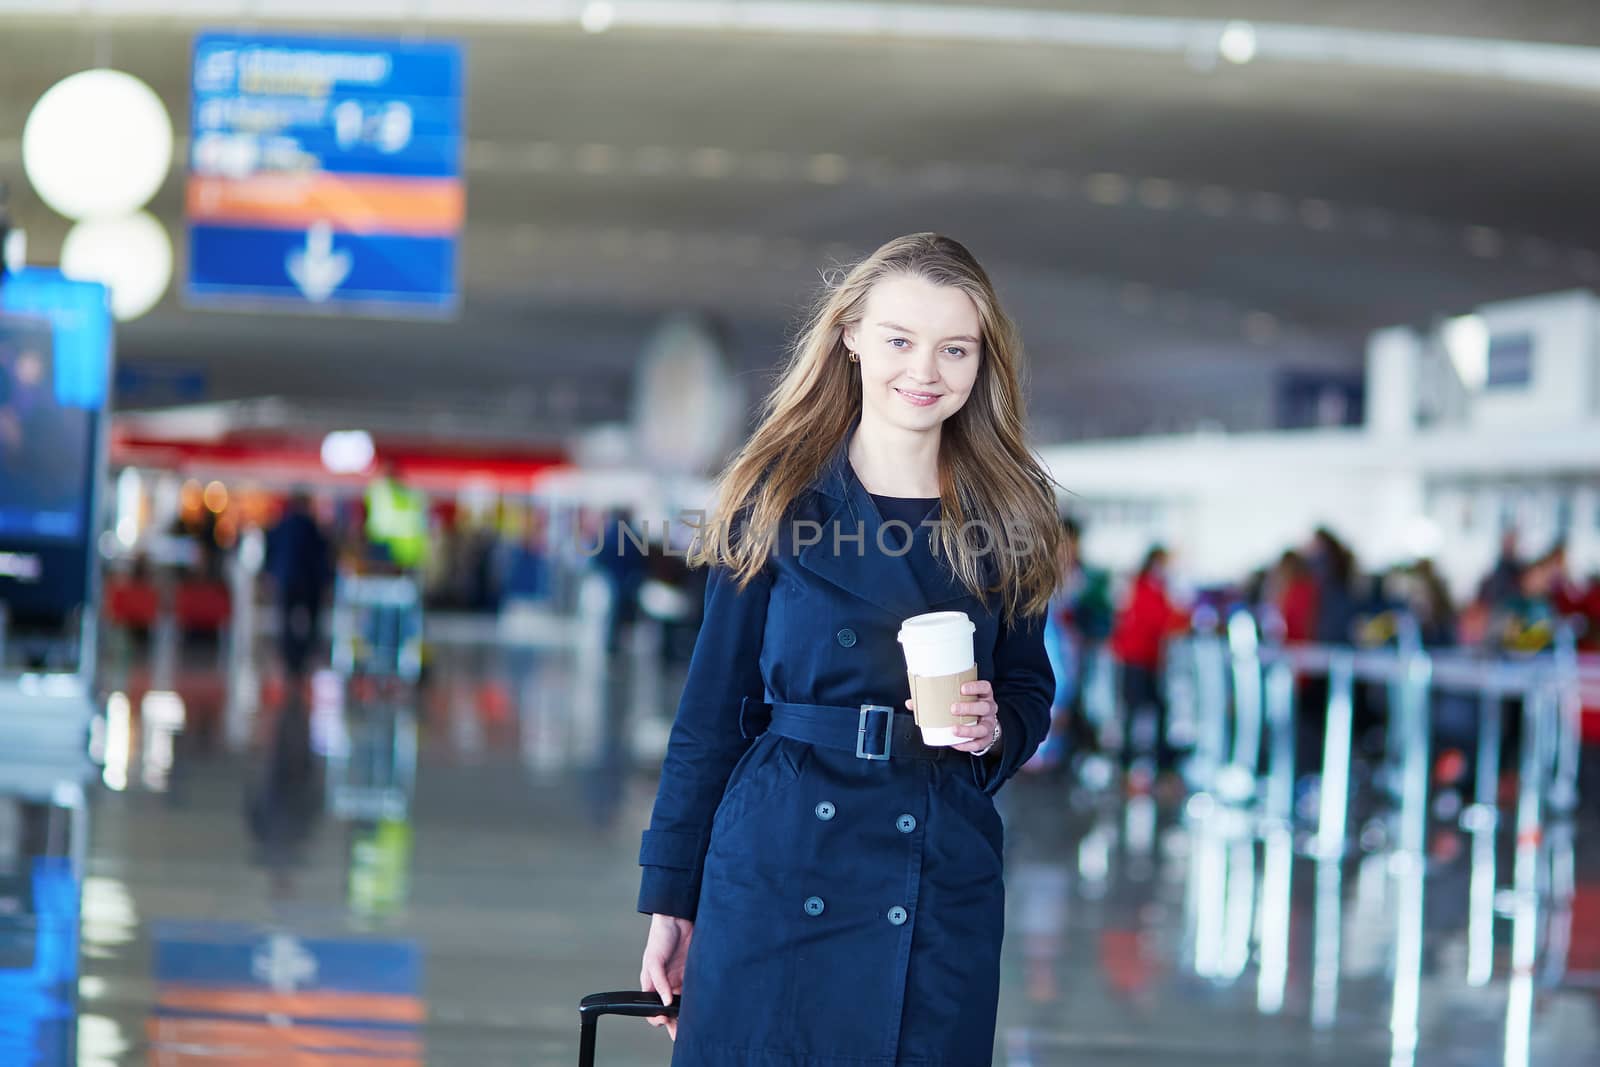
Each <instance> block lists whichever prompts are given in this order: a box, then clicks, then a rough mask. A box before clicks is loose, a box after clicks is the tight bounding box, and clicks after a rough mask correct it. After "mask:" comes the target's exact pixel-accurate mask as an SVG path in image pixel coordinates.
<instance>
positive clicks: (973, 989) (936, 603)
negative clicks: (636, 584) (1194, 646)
mask: <svg viewBox="0 0 1600 1067" xmlns="http://www.w3.org/2000/svg"><path fill="white" fill-rule="evenodd" d="M1019 363H1021V349H1019V344H1018V338H1016V331H1014V328H1013V326H1011V323H1010V320H1008V318H1006V317H1005V314H1003V312H1002V310H1000V306H998V302H997V299H995V293H994V288H992V286H990V283H989V278H987V275H986V274H984V270H982V267H979V266H978V262H976V261H974V259H973V256H971V253H968V251H966V250H965V248H963V246H962V245H958V243H955V242H954V240H950V238H947V237H939V235H936V234H915V235H910V237H902V238H898V240H893V242H890V243H888V245H885V246H883V248H880V250H878V251H875V253H874V254H872V256H869V258H867V259H866V261H864V262H861V264H859V266H858V267H856V269H853V270H851V272H850V274H848V275H846V277H845V278H843V282H840V283H838V285H837V286H834V288H832V290H830V291H829V293H827V294H826V298H824V299H822V302H821V307H819V309H818V312H816V315H814V318H813V322H811V325H810V328H808V330H806V331H805V333H803V336H802V338H800V341H798V344H797V346H795V349H794V354H792V357H790V360H789V365H787V368H786V371H784V373H782V376H781V379H779V382H778V386H776V389H774V390H773V394H771V395H770V397H768V398H766V406H765V410H763V419H762V424H760V429H757V430H755V434H754V437H752V438H750V440H749V443H747V445H746V446H744V450H742V451H741V453H739V456H738V458H736V459H734V461H733V462H731V464H730V467H728V469H726V472H725V474H723V477H722V480H720V483H718V493H717V512H715V522H714V523H710V526H709V530H707V531H702V533H706V536H702V537H699V539H698V542H696V549H694V550H693V555H691V558H693V561H694V563H704V565H709V566H710V568H712V569H710V577H709V582H707V589H706V614H704V622H702V627H701V633H699V638H698V643H696V646H694V654H693V657H691V662H690V673H688V680H686V685H685V689H683V697H682V702H680V704H678V712H677V721H675V725H674V728H672V737H670V742H669V747H667V757H666V761H664V765H662V769H661V787H659V792H658V797H656V808H654V814H653V816H651V822H650V829H648V830H646V832H645V837H643V846H642V849H640V864H642V865H643V885H642V889H640V896H638V910H640V912H645V913H648V915H650V917H651V920H650V937H648V942H646V945H645V957H643V966H642V971H640V984H642V987H643V989H646V990H654V992H656V993H659V995H661V998H662V1003H669V1001H670V998H672V997H674V995H677V993H680V992H682V993H683V1001H682V1009H680V1014H678V1017H677V1019H675V1021H667V1019H666V1017H658V1019H654V1021H653V1022H654V1024H658V1025H667V1029H669V1030H670V1032H672V1037H674V1040H675V1046H674V1057H672V1062H674V1064H691V1065H694V1067H722V1065H730V1067H731V1065H739V1067H778V1065H779V1064H781V1065H782V1067H826V1065H838V1067H877V1065H883V1067H888V1065H891V1064H917V1065H923V1067H939V1065H947V1067H973V1065H976V1064H987V1062H990V1054H992V1046H994V1029H995V1006H997V1000H998V987H1000V936H1002V928H1003V918H1005V889H1003V885H1002V825H1000V819H998V816H997V813H995V808H994V793H995V790H998V789H1000V785H1002V784H1003V782H1005V781H1006V779H1010V777H1011V776H1013V774H1014V773H1016V769H1018V768H1019V766H1021V765H1022V763H1024V761H1026V760H1027V758H1029V755H1032V753H1034V750H1035V749H1037V747H1038V742H1040V739H1042V737H1043V736H1045V731H1046V729H1048V725H1050V697H1051V693H1053V691H1054V681H1053V677H1051V670H1050V661H1048V657H1046V654H1045V645H1043V613H1045V606H1046V603H1048V601H1050V595H1051V592H1053V590H1054V589H1056V585H1058V584H1059V577H1061V576H1059V547H1061V545H1059V541H1061V526H1059V522H1058V518H1056V510H1054V496H1053V482H1051V480H1050V477H1048V475H1046V474H1045V470H1043V469H1042V467H1040V464H1038V462H1037V461H1035V459H1034V456H1032V454H1030V453H1029V450H1027V445H1026V443H1024V432H1022V397H1021V387H1019V384H1018V378H1019ZM926 611H965V613H966V614H968V616H970V617H971V621H973V622H974V624H976V633H974V635H973V638H974V651H976V661H978V680H976V681H971V683H966V685H965V686H963V694H965V701H962V702H957V704H955V705H954V709H955V713H958V715H968V717H973V718H974V720H976V721H974V725H971V726H963V728H962V737H965V741H962V742H960V744H957V745H954V747H928V745H923V744H922V736H920V731H918V729H917V726H915V723H914V718H912V715H909V713H906V712H904V710H898V709H910V707H912V702H910V699H909V681H907V673H906V661H904V657H902V654H901V648H899V645H898V641H896V633H898V630H899V625H901V622H902V621H904V619H907V617H909V616H914V614H922V613H926Z"/></svg>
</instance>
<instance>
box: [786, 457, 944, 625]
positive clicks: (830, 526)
mask: <svg viewBox="0 0 1600 1067" xmlns="http://www.w3.org/2000/svg"><path fill="white" fill-rule="evenodd" d="M848 443H850V434H846V435H845V438H843V440H842V442H840V445H838V448H835V450H834V454H832V458H829V461H827V464H826V466H824V467H822V470H821V474H819V475H818V480H816V483H814V488H816V496H818V506H819V507H818V512H819V518H818V522H819V523H821V526H822V536H821V541H818V542H816V544H811V545H806V547H803V549H802V550H800V553H798V560H800V566H803V568H806V569H808V571H811V573H813V574H816V576H819V577H824V579H827V581H829V582H832V584H835V585H838V587H840V589H843V590H845V592H848V593H853V595H856V597H861V598H862V600H867V601H869V603H874V605H877V606H878V608H882V609H883V611H888V613H890V614H893V616H896V617H899V619H907V617H910V616H914V614H922V613H923V611H926V609H928V598H926V597H925V595H923V590H922V587H920V585H918V582H917V576H915V574H914V573H912V565H910V560H909V555H915V549H914V550H912V552H910V553H907V555H898V557H896V555H891V553H888V552H882V550H878V533H880V530H882V526H883V517H882V515H878V507H877V504H874V502H872V494H869V493H867V490H866V486H862V485H861V480H859V478H858V477H856V472H854V469H851V466H850V453H848ZM835 531H837V544H838V547H837V550H835ZM858 533H859V534H861V537H859V541H858V539H856V534H858Z"/></svg>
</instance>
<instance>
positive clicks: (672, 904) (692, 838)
mask: <svg viewBox="0 0 1600 1067" xmlns="http://www.w3.org/2000/svg"><path fill="white" fill-rule="evenodd" d="M638 862H640V865H642V867H643V873H642V877H640V886H638V910H640V912H643V913H646V915H675V917H678V918H688V920H693V918H694V912H696V909H698V905H699V880H701V867H702V865H704V862H706V853H704V849H702V848H701V837H699V835H698V833H683V832H682V830H645V835H643V838H642V841H640V846H638Z"/></svg>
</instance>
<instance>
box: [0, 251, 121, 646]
mask: <svg viewBox="0 0 1600 1067" xmlns="http://www.w3.org/2000/svg"><path fill="white" fill-rule="evenodd" d="M110 338H112V320H110V306H109V302H107V296H106V286H102V285H96V283H91V282H70V280H67V278H64V277H61V274H58V272H54V270H24V272H21V274H16V275H11V277H8V278H5V282H3V285H0V603H3V606H5V608H6V611H8V614H10V617H11V622H13V629H16V627H18V625H22V627H30V625H43V627H46V629H48V627H51V625H56V624H58V622H59V621H62V619H69V617H70V616H72V614H74V613H75V611H77V609H80V608H82V606H83V605H85V601H86V598H88V589H90V582H88V577H90V563H91V557H93V552H94V544H93V542H94V533H96V531H94V530H93V523H91V514H93V501H94V477H96V470H98V458H99V442H98V435H99V419H101V408H104V405H106V400H107V392H109V387H110Z"/></svg>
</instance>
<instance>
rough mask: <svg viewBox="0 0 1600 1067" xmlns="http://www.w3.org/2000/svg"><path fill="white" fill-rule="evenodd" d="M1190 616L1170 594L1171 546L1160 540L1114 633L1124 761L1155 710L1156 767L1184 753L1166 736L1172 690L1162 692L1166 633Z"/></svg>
mask: <svg viewBox="0 0 1600 1067" xmlns="http://www.w3.org/2000/svg"><path fill="white" fill-rule="evenodd" d="M1187 625H1189V619H1187V616H1186V614H1184V613H1182V611H1179V609H1178V608H1176V606H1173V601H1171V598H1170V597H1168V595H1166V549H1165V547H1162V545H1154V547H1152V549H1150V550H1149V552H1147V553H1146V557H1144V563H1142V565H1141V566H1139V574H1138V576H1136V577H1134V581H1133V589H1131V590H1130V593H1128V598H1126V601H1125V603H1123V608H1122V611H1120V613H1118V616H1117V624H1115V627H1112V633H1110V651H1112V654H1114V656H1115V657H1117V662H1118V664H1122V710H1123V728H1125V731H1126V733H1125V737H1130V741H1125V742H1123V761H1125V763H1128V761H1130V760H1131V757H1133V755H1134V749H1136V745H1134V744H1131V737H1133V731H1134V725H1136V723H1139V721H1141V718H1149V717H1150V715H1152V713H1154V720H1155V766H1157V769H1158V771H1173V769H1176V763H1178V753H1176V750H1174V749H1173V747H1171V744H1170V742H1168V739H1166V694H1165V693H1163V691H1162V656H1163V651H1165V646H1166V638H1170V637H1171V635H1173V633H1178V632H1181V630H1184V629H1187Z"/></svg>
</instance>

-*-

#### [What you have to do]
Copy the lines verbatim, starting at the beginning of the lines and ending at the line that contains "negative clicks: (636, 584) (1194, 646)", with both ends included. Leave the pictures out of your copy.

#### [Answer section]
Each <instance> block lists whichever prompts are given in this order: a box, then clicks, then a rough mask. A box before clicks is loose, a box after clicks is the tight bounding box, and clicks after a rough mask correct it. After "mask:" comes the target's exact pixel-accurate mask as an SVG path in image pixel coordinates.
<instance>
positive clicks: (973, 989) (936, 603)
negative clicks: (636, 584) (1194, 646)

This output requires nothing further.